■ **SOURCE TEXT**:
____
The morning-after pill, a higher dose of the synthetic hormone found in birth control pills, primarily works by delaying the release of an egg from the ovary. It is sometimes confused with mifepristone, which induces miscarriage and is commonly called the “abortion pill.” Unlike mifepristone, if an egg has already implanted in the uterus, Plan B cannot end the pregnancy.
It is most effective if taken within 24 hours of unprotected sex.
Plan B and its generics are supposed to be over-the-counter medications, but experts say drugstores don’t always keep them out in the open because they are expensive. And many university health centers have abbreviated or nonexistent hours on weekends, when Plan B is often needed the most.
In response, students have pushed for ways to buy the drug more easily.
Stanford kicked off its current quarter with the installation of a vending machine that sells My Way (a generic version of Plan B) for $25, as well as condoms.
Rachel Samuels, a recent graduate, worked for nearly three years to bring the machine to Stanford’s campus, inspired by her brother’s success installing a similar machine at Pomona College in Southern California.
Stanford’s health center pharmacy dispenses Plan B, but it isn’t open on weekends, according to its website. So Ms. Samuels and a group of other students sent out a survey in early 2015 asking if students favored expanding access to emergency contraception.
____
■ **HOW TO COMPLETE THIS TASK**:
Answer these questions from the text on emergency contraception:
(a) Within how many hours of unprotected sex is the morning-after pill most effective?
(b) What does the Stanford vending machine charge for My Way?
(c) At which college did Rachel Samuels's brother install a similar machine?

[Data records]
____
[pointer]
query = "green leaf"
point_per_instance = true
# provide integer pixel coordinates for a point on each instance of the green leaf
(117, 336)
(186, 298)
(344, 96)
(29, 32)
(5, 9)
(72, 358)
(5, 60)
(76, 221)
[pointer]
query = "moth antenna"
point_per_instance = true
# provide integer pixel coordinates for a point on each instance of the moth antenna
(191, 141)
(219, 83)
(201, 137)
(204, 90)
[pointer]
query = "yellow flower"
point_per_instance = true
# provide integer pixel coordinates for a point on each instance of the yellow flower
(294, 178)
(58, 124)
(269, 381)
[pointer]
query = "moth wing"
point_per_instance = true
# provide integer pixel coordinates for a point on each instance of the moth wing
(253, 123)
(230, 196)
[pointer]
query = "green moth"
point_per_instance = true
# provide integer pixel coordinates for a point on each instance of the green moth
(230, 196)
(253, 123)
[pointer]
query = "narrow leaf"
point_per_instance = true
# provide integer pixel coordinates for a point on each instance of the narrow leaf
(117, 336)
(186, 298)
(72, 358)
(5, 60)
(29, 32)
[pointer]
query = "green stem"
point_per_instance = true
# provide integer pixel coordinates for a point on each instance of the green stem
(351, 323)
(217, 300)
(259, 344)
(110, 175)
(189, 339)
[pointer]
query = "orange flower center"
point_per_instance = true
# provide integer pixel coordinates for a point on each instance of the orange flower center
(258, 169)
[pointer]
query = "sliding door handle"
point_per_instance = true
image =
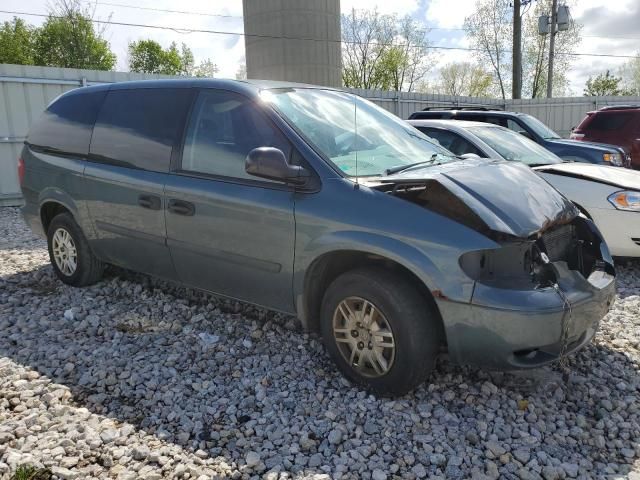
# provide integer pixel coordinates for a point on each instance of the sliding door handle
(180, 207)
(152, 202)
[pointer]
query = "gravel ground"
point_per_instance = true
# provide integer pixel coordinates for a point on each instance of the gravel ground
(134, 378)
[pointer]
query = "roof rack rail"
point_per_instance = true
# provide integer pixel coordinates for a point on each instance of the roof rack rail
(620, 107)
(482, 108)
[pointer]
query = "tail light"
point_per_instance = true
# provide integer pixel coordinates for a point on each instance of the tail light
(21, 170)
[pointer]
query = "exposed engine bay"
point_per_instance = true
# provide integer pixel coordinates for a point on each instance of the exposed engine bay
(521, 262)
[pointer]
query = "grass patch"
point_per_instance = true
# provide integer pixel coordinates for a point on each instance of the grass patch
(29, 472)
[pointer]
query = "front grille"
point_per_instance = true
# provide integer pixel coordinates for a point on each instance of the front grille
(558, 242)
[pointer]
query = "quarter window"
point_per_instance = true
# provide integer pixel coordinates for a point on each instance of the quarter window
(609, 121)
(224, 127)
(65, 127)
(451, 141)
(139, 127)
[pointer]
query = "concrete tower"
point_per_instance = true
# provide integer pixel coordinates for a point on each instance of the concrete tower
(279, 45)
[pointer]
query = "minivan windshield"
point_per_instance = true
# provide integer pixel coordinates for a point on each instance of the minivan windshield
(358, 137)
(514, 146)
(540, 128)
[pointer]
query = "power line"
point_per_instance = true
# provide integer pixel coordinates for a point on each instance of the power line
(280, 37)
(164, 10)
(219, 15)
____
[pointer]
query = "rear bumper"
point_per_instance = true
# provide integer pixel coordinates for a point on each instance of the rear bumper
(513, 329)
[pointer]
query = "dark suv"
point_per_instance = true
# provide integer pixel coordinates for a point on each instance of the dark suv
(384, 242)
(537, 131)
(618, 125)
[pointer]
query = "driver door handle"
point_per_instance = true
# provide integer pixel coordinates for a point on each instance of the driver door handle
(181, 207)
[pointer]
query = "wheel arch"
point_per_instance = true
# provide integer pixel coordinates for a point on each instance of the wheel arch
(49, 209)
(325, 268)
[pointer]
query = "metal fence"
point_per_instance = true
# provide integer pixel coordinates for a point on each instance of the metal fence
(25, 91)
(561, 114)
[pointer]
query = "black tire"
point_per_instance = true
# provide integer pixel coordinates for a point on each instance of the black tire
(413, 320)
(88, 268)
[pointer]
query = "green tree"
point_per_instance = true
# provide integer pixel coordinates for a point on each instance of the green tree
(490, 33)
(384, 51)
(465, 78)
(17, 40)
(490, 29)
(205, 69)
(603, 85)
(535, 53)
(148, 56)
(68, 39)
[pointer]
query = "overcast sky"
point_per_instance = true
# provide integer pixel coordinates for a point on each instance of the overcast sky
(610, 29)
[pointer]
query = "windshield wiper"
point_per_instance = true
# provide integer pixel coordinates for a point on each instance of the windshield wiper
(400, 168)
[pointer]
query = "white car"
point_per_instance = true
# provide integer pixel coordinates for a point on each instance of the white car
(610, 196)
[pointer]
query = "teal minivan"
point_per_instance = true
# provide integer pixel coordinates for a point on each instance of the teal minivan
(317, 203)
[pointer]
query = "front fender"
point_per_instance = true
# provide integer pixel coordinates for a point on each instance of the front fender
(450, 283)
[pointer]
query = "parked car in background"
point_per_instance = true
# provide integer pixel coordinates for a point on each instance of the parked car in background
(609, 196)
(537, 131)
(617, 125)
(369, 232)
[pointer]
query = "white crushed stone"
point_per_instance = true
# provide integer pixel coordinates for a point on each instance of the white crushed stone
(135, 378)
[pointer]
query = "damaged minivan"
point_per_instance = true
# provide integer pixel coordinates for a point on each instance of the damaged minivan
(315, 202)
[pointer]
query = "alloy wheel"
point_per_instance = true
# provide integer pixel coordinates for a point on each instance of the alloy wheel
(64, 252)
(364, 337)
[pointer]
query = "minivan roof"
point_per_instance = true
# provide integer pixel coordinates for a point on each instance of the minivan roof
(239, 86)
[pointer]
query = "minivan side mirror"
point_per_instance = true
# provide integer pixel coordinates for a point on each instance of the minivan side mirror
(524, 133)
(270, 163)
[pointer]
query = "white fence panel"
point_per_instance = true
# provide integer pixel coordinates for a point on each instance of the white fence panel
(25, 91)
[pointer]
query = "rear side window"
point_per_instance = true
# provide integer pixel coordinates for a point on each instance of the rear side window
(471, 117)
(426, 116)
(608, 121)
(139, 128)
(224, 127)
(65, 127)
____
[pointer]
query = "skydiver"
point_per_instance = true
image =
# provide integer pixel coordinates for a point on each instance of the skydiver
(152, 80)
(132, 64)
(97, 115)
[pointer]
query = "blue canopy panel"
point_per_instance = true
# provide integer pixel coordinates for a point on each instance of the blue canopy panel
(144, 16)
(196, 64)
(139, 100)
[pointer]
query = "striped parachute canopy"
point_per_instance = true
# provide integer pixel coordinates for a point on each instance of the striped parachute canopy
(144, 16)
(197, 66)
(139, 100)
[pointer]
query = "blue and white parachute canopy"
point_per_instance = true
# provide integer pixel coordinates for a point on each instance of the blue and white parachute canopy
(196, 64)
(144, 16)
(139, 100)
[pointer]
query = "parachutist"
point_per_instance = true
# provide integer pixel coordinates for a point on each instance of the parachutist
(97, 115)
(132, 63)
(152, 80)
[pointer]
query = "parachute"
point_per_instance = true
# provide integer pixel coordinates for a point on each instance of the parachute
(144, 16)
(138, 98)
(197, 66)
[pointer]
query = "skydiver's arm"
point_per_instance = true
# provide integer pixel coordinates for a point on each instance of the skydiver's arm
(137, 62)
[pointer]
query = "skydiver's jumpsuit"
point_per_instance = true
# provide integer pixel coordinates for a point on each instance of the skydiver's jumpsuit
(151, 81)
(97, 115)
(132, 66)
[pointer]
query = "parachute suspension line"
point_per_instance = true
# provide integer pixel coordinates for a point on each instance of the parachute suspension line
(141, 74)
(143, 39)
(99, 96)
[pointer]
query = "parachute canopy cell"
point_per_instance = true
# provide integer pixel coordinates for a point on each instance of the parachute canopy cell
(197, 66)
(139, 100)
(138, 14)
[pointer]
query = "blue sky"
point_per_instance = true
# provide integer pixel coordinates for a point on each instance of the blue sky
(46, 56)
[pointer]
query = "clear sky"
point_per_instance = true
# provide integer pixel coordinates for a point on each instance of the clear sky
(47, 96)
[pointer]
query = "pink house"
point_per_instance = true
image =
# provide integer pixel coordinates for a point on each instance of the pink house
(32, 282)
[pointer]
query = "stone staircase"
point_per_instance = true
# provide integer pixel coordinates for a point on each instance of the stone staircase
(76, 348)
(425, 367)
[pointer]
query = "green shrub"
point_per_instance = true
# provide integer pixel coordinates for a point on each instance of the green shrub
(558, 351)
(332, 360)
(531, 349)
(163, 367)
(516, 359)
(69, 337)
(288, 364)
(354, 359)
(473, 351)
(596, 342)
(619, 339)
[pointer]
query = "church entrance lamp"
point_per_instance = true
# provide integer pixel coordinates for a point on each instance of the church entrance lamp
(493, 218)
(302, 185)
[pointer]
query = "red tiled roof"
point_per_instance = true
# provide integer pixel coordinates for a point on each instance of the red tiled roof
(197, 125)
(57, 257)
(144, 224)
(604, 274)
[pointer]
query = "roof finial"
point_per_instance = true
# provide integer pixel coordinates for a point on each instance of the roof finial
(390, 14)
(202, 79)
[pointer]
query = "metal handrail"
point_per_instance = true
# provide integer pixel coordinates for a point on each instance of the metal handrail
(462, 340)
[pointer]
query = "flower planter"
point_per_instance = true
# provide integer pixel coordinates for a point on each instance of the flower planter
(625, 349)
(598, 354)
____
■ **EXPECTED OUTPUT**:
(a) Within 24 hours.
(b) $25.
(c) Pomona College in Southern California.